In 2015 state Senator Bobby Singleton proposed the Medical Marijuana Patient Safe Access Act, which would have allowed patients with 25 severe conditions to access medical cannabis. The bill was passed by the Senate Judiciary Committee with near-unanimous approval, but failed to reach the Senate floor. Senator Jabo Waggoner, head of the Senate Rules Committee, blocked the bills further progress, stating: "It is bad legislation... We don't need that in Alabama." High Times described the proposed bill as "the most impressive piece of legislation the South has seen in regards to establishing a statewide medical marijuana program".

In 2016, the Lee Carroll Brooker case brought national attention to Alabama's cannabis laws. The case, which gave 72 year old Brooker life without parole for marijuana possession, was described by Roy Moore as "excessive and unjustified".

===Attempts to reduce penalties for non-medical use===
In 2019, a bill by Bobby Singleton to reduce cannabis penalties advanced in the state senate. It would have eliminated the felony charge for a second personal use possession offense, saying instead that a person commits first-degree possession when they have 2 oz or more, and that first-degree possession is not a felony until the third conviction. Also, second-degree possession would have been reduced from a misdemeanor to a violation.

Also in 2019, a bill by Patricia Todd to reduce the penalty for possession was voted down in the House Judiciary Committee. Her bill would have made possession of 1 oz or less punishable only as a violation. A nearly identical bill by Dick Brewbaker advanced in the Senate Judiciary Committee by a 6-4 vote and moved to the Senate floor.

===Medical use legalized (2021)===
On May 17, 2021, Governor Kay Ivey signed into law Senate Bill 46, the Darren Wesley 'Ato' Hall Compassion Act. The bill allows the use of cannabis with a physician's recommendation for treatment of approximately 15 qualifying conditions listed in the bill. Patients can only use cannabis if a physician certifies that traditional medications have failed to improve the patient's condition. No sale of raw plant materials or food products such as cookies or candies are allowed. A 9% tax on gross sales of medical cannabis products is also required.

Senate Bill 46 passed the Senate on February 24, 2021, by a vote of 21–8, then passed the House on May 6, 2021, by a vote of 68–34, after Republican lawmakers staged a filibuster for nine hours on the House floor. The Senate then voted 20–9 to approve changes that were made by the House. The bill was sponsored by Tim Melson (R-Florence) in the Senate and Mike Ball (R-Madison) in the House.

===Medical cannabis sales (2026)===
The first medical cannabis sales in Alabama occurred in June 2026, after years of litigation.

==Gonzalez v. Raich amicus==
Despite not allowing medical cannabis, on October 13, 2004, Alabama along with Mississippi and Louisiana filed an amicus brief protesting Gonzalez v. Raich, with Alabama stating: "The point is that, as a sovereign member of the federal union, California is entitled to make for itself the tough policy choices that affect its citizens."

+ + + +

(ASSIGNMENT) Transcribe the passage on Alabama's cannabis laws from "In 2016, the" up to and including "to a violation.".

(PROVIDED MATERIAL)
+ + + +

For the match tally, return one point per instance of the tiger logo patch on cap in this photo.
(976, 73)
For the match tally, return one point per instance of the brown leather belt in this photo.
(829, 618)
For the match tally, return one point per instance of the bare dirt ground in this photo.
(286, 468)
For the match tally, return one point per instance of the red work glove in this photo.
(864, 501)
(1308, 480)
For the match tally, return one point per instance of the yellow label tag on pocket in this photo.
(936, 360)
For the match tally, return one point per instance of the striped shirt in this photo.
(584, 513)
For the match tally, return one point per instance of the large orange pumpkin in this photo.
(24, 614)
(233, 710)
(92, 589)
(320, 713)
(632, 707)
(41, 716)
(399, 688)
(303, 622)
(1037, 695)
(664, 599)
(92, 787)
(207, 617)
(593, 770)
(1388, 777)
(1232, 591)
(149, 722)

+ + + +

(RESPONSE FOR THIS EXERCISE)
In 2016, the Lee Carroll Brooker case brought national attention to Alabama's cannabis laws. The case, which gave 72 year old Brooker life without parole for marijuana possession, was described by Roy Moore as "excessive and unjustified".

===Attempts to reduce penalties for non-medical use===
In 2019, a bill by Bobby Singleton to reduce cannabis penalties advanced in the state senate. It would have eliminated the felony charge for a second personal use possession offense, saying instead that a person commits first-degree possession when they have 2 oz or more, and that first-degree possession is not a felony until the third conviction. Also, second-degree possession would have been reduced from a misdemeanor to a violation.